__What the exercise asks__: How many of the lines below contain the word "green"? Reply with the number alone.
____ Raw data
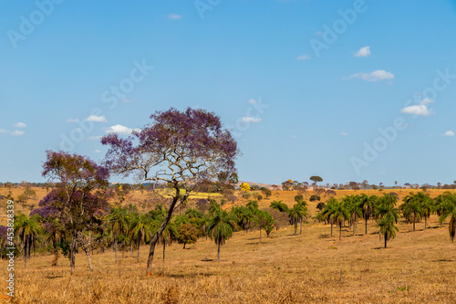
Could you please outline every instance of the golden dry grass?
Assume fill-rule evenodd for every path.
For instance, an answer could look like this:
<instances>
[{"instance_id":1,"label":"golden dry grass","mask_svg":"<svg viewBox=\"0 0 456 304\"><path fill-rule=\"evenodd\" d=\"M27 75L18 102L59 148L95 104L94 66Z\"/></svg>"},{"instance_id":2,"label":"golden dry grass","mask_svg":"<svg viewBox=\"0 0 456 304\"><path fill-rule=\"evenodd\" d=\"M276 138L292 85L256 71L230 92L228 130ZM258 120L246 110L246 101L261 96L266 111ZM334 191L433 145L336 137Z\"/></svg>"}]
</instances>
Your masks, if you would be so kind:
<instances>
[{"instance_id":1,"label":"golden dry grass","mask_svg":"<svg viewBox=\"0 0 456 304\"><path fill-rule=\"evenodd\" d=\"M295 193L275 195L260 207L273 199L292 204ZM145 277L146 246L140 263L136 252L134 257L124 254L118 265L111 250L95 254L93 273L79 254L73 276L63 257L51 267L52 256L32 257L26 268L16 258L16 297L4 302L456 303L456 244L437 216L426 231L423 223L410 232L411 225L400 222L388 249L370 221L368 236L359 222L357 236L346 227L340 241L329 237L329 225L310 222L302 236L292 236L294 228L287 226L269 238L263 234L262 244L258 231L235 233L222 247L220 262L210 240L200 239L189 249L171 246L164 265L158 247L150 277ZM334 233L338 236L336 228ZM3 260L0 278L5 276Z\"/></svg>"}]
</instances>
________
____ Raw data
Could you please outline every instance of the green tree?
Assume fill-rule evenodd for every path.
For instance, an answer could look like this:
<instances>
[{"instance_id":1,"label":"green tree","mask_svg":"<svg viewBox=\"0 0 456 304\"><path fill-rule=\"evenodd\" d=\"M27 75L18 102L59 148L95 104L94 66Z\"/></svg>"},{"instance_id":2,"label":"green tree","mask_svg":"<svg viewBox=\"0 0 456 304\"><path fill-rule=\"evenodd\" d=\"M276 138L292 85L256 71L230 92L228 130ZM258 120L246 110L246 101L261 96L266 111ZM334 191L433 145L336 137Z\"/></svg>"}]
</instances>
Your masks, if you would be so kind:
________
__Response__: 2